Your tasks:
1. List every state whose bar the respondent was admitted to, according to the disciplinary decision below.
2. Reproduce the passage of the disciplinary decision below, starting at the words "Docket No. DRB 12-394 District" and ending after "of New Jersey.".
3. Carry on the disciplinary decision in the attorney ethics matter below, picking up after its final sentence.

Text provided:
━━━━━━━━━━━━━━━━━━━━━━━━━━━━━━
SUPREME COURT OF NEW JERSEY Disciplinary Review Board
Jun 27, 2013
Docket No. DRB 12-394 (N.J. Jun. 27, 2013)

Opinion

Docket No. DRB 12-394 District Docket No. XIV-2010-0252E

06-27-2013

IN THE MATTER OF GLENN B. ALLYN AN ATTORNEY AT LAW

Michael J. Sweeney appeared on behalf of the Office of Attorney Ethics. Respondent did not appear, despite proper service.


Decision

Michael J. Sweeney appeared on behalf of the Office of Attorney Ethics. Respondent did not appear, despite proper service.

To the Honorable Chief Justice and Associate Justices of the Supreme Court of New Jersey.

This matter was before us on a motion for reciprocal discipline filed by the Office of Attorney Ethics (OAE), based on respondent's disbarment in New York for violations of that state's equivalent to RPC 1.15 (a) (comingling personal funds with client and escrow funds held in the attorney trust account), RPC 1.8 (a)(conflict of interest: improper business transaction with client), RPC 1.15(d) and 1:21-6 (recordkeeping violations), and RPC 8.4(a) (violation or attempt to violate the Rules of Professional Conduct). We determine to impose a three-month suspension.

Respondent was admitted to the New Jersey, New York, and Pennsylvania bars in 1992. In 1993, he was admitted to the Connecticut bar and, in 1995, the Colorado bar. Based on the February 7, 2011 findings in the New York disciplinary matter, respondent was disbarred in Colorado on a motion for default. He was also disbarred in Pennsylvania, on December 21, 2010, for failure to inform the Pennsylvania Supreme Court of the New York discipline, after having been directed to do so in September 2010. Finally, he was disbarred in Connecticut because he did not contest that state's reciprocal disciplinary action.

Respondent has no prior New Jersey discipline. However, his license to practice law in New Jersey was administratively revoked, on September 27, 2010, for failure to pay the New Jersey Lawyers' Fund for Client Protection (CPF) for seven consecutive years.

R. 1:28-2(c) provides for the administrative revocation of an attorney's law license when the attorney has been declared ineligible for seven or more consecutive years. Such an order "shall not, however, preclude the exercise of jurisdiction by the disciplinary system in respect of any misconduct that occurred prior to the Order's effective date." Here, the misconduct occurred in New York between 2002 and 2007, well before September 27, 2010, the effective date of the revocation order.
━━━━━━━━━━━━━━━━━━━━━━━━━━━━━━
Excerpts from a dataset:
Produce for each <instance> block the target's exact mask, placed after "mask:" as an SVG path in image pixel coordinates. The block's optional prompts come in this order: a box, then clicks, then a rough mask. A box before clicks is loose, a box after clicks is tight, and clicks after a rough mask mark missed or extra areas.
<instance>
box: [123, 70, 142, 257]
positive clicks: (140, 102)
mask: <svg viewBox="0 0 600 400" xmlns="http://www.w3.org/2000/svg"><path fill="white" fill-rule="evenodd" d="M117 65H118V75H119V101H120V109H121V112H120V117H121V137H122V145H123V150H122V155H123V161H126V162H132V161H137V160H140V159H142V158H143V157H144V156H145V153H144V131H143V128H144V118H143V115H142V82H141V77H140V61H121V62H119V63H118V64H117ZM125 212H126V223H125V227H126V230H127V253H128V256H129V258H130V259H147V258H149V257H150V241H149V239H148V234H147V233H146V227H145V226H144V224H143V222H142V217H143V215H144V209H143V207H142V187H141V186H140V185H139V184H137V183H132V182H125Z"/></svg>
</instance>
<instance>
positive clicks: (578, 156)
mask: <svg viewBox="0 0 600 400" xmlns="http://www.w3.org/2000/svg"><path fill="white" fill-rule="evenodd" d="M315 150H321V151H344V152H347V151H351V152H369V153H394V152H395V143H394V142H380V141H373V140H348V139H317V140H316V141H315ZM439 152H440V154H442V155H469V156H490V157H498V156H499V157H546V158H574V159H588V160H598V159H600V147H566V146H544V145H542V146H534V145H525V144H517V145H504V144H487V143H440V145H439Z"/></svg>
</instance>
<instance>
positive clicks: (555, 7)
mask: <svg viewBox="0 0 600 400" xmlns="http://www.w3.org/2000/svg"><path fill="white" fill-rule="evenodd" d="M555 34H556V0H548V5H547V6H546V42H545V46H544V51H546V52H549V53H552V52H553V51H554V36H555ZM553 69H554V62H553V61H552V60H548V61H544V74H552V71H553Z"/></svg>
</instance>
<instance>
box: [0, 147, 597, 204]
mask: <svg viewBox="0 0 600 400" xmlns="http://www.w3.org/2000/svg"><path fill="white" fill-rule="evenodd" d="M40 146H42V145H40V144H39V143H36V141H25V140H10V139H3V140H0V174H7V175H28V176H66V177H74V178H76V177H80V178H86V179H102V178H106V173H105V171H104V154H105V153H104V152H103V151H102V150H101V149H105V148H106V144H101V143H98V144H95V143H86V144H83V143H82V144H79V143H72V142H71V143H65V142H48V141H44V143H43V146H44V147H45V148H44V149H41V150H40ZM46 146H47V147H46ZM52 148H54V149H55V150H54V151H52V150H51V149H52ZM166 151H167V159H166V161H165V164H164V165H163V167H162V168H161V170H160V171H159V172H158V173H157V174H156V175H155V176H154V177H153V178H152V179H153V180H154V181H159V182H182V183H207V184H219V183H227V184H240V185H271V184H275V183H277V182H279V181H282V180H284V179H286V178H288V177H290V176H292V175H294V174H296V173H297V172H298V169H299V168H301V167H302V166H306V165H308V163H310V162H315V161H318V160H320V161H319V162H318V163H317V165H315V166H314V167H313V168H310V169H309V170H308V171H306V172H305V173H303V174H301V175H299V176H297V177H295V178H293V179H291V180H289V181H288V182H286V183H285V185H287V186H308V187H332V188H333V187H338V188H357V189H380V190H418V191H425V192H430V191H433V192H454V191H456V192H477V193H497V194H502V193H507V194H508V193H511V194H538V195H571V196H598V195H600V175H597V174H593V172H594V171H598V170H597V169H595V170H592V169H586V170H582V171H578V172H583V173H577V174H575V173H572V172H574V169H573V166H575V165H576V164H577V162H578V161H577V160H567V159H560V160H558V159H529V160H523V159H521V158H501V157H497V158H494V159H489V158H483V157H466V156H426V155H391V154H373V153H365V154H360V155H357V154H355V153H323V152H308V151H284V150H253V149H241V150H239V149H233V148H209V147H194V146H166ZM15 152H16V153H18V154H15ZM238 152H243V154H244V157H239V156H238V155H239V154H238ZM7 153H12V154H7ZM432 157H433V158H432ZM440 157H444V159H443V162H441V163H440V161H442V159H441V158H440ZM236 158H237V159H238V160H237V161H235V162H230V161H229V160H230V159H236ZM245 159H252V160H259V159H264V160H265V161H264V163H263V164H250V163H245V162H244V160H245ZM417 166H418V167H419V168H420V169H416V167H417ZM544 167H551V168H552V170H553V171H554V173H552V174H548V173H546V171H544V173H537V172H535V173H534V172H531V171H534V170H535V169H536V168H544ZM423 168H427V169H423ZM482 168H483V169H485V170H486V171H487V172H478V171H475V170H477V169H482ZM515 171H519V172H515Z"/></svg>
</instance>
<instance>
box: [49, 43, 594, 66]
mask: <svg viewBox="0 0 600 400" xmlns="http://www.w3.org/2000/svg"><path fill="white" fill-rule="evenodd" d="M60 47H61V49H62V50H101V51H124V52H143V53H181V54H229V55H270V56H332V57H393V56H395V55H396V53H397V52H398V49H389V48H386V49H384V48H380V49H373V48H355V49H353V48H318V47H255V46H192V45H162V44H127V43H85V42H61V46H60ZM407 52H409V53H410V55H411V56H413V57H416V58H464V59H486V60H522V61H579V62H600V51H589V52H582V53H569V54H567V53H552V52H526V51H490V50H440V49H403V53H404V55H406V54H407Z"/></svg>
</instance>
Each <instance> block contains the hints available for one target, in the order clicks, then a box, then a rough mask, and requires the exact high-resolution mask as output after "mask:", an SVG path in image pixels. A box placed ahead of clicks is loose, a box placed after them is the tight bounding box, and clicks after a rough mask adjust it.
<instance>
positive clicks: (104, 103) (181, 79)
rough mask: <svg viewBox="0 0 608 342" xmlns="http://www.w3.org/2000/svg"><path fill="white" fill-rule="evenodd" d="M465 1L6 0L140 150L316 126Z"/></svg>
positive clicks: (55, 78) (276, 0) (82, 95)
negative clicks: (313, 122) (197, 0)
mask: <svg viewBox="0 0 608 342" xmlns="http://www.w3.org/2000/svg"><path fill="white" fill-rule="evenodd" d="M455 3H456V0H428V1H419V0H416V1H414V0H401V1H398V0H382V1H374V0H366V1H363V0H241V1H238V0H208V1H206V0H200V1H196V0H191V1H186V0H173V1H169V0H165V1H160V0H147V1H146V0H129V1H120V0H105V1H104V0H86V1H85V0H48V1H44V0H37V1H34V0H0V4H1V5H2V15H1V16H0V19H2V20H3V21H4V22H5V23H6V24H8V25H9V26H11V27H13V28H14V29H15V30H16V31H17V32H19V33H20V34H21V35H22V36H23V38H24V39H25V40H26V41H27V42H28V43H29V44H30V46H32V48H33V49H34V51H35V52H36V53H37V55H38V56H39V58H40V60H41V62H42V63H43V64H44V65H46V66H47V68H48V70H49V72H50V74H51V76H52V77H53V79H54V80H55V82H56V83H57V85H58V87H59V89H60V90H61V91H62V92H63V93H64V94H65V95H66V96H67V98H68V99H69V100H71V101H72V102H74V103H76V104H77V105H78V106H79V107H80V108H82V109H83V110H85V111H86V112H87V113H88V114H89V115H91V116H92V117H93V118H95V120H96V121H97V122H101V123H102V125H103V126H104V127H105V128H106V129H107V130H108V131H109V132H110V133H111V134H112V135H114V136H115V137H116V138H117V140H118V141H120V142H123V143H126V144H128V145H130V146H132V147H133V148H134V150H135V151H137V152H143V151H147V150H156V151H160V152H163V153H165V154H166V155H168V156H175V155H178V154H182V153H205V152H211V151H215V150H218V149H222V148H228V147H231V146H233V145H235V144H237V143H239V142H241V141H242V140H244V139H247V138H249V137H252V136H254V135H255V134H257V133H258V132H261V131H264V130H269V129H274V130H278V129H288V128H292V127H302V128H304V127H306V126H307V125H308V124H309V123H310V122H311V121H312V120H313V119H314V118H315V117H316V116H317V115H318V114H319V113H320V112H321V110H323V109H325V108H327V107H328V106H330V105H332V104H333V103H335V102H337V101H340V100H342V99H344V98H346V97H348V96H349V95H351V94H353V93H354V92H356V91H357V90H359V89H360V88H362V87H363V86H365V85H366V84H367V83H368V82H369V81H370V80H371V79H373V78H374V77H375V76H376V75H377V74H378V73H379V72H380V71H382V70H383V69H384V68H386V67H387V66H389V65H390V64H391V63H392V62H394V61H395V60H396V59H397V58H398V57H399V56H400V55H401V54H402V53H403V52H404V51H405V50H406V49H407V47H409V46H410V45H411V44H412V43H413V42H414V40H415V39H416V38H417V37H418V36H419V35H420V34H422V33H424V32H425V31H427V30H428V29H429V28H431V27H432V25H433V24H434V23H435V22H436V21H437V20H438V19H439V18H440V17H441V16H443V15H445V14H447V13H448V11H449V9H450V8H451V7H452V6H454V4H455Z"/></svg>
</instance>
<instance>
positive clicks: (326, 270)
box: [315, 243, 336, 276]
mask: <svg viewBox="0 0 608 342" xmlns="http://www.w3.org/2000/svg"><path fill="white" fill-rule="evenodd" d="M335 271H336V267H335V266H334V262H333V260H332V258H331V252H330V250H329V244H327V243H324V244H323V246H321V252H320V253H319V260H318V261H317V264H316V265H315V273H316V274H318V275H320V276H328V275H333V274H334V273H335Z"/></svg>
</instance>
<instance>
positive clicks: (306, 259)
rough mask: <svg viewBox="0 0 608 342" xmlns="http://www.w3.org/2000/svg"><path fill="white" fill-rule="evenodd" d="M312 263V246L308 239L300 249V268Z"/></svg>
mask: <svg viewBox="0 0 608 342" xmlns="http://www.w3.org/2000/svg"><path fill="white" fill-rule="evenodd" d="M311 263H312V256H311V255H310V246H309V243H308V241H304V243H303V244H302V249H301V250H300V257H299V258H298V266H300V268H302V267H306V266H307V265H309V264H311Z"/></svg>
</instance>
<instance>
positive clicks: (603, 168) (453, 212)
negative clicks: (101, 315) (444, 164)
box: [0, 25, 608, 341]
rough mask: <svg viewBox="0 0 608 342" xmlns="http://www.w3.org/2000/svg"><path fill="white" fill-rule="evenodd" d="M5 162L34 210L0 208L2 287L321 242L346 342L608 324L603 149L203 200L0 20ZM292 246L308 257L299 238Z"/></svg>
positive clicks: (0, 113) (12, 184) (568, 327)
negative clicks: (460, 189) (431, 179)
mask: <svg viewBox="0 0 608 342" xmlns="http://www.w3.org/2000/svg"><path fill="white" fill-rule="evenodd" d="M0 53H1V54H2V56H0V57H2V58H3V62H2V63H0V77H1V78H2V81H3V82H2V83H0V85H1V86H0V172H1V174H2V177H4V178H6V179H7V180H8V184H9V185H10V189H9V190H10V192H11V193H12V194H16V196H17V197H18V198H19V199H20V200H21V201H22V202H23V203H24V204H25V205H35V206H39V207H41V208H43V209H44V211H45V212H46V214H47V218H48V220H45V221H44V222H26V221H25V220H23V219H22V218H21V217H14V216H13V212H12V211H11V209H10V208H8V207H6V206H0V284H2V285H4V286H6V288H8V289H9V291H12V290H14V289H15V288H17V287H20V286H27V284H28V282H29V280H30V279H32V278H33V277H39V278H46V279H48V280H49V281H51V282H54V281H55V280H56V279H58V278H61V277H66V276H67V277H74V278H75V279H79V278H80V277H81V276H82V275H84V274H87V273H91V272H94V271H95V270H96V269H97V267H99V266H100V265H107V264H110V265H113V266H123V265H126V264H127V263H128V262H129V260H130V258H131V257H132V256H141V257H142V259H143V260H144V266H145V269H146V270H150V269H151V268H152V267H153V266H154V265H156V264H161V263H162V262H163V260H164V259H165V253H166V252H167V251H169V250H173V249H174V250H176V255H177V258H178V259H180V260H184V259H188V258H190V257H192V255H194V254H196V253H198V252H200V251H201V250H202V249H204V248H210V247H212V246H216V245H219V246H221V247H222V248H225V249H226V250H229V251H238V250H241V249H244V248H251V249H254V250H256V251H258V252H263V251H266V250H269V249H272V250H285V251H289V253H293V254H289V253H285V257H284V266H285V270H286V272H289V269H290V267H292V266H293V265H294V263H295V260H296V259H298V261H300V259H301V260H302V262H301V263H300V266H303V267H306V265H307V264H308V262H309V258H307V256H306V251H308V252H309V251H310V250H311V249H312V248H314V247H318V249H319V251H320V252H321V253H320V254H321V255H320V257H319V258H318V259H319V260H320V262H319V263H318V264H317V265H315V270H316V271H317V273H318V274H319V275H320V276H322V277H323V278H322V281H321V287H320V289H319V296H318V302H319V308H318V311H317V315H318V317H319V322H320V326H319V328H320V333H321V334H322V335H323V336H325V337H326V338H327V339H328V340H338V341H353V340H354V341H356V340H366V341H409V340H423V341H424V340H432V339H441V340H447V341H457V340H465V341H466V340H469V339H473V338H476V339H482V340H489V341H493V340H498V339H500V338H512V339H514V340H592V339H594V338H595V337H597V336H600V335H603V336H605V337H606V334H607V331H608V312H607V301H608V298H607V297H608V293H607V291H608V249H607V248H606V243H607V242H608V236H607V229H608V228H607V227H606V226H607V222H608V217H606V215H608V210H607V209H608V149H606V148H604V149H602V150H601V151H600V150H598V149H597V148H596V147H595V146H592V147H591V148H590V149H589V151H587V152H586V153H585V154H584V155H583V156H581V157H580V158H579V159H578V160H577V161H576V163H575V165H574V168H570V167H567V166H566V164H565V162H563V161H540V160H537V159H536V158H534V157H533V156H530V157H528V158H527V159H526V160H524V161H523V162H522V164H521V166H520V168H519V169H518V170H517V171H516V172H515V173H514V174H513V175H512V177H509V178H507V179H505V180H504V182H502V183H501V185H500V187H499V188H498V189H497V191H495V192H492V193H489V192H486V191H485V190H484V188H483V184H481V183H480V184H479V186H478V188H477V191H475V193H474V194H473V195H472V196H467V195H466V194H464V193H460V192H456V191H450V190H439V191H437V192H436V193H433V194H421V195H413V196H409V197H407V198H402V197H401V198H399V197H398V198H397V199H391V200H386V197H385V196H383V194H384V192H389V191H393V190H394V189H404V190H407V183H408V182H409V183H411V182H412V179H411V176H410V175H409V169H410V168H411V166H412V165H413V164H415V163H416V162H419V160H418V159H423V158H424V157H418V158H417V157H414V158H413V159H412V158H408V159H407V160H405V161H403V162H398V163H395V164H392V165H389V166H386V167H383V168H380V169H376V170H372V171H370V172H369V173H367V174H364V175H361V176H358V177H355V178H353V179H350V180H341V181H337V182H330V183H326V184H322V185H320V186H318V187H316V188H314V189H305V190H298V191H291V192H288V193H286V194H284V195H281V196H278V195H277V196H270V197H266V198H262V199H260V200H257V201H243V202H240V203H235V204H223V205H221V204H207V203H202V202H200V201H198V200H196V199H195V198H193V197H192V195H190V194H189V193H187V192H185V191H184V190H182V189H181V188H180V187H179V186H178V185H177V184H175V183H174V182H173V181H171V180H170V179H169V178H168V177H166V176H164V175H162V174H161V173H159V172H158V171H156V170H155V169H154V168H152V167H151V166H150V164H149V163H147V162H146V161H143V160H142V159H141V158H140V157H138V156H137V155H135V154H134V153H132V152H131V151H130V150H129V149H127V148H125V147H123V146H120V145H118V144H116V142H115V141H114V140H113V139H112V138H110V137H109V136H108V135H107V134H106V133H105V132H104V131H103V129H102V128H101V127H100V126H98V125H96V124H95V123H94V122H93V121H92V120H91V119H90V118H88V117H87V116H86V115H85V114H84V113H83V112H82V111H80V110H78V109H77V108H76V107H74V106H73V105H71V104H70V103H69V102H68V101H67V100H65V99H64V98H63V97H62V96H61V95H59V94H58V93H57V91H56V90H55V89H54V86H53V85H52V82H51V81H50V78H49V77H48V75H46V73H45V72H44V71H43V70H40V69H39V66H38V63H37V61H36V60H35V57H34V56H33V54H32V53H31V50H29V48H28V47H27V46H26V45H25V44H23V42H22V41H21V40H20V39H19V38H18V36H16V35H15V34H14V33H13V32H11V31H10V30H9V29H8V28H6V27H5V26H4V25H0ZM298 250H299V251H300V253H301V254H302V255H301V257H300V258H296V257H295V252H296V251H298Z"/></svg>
━━━━━━━━━━━━━━━━━━━━━━━━━━━━━━
Expected responses:
1. New Jersey, New York, Pennsylvania, Connecticut, Colorado

2.
Docket No. DRB 12-394 District Docket No. XIV-2010-0252E

06-27-2013

IN THE MATTER OF GLENN B. ALLYN AN ATTORNEY AT LAW

Michael J. Sweeney appeared on behalf of the Office of Attorney Ethics. Respondent did not appear, despite proper service.


Decision

Michael J. Sweeney appeared on behalf of the Office of Attorney Ethics. Respondent did not appear, despite proper service.

To the Honorable Chief Justice and Associate Justices of the Supreme Court of New Jersey.

3.
Respondent has an ethics history in New York. On September 18, 2009, he was reprimanded for taking "$14,000 of the sale proceeds of real property in which the complainant had an interest before he provided her with an invoice for his services and obtained her consent." On June 16, 2009, he received an admonition for neglect and misrepresentation. On September 30, 2 0 05, respondent received a "letter of caution" for neglecting a client matter.

A thirty-seven count amended petition (complaint) alleged that respondent grossly neglected a New York personal injury action. Counts twenty-nine and thirty-six of the original petition were withdrawn.

On December 13, 2007, the Grievance Committee for the Ninth Judicial District of New York filed the petition, which had been modified by stipulation on July 11, 2008. It charged respondent with multiple violations of the New York Code of Professional Responsibility, which provisions, according to the OAE, comport with New Jersey RPC 1.8, RPC 1.15 (d), and RPC 8.4(a).

The charges against respondent arose from his representation of Mark Kalan and his involvement with Kalan in a business transaction. Specifically, respondent and Kalan orally agreed that A&H Capital, an entity of which respondent was the sole shareholder, would act as a factor for Kalan's business. Respondent failed to comply with the rule requirements that he advise Kalan to seek independent counsel about the venture and obtain Kalan"s written consent after full disclosure.

Respondent was also charged with numerous counts of commingling, which was discovered during a review of his attorney books and records. Specifically, respondent left in his IOLA account [attorney trust account] funds that he had earned from the business venture with Kalan. He also failed to keep track of the balance of those funds being held in that account.

Moreover, respondent left funds in the IOLA account belonging to other clients, specifically, his own family members, pertaining to business matters with them and made disbursements out of the account for his own personal expenses.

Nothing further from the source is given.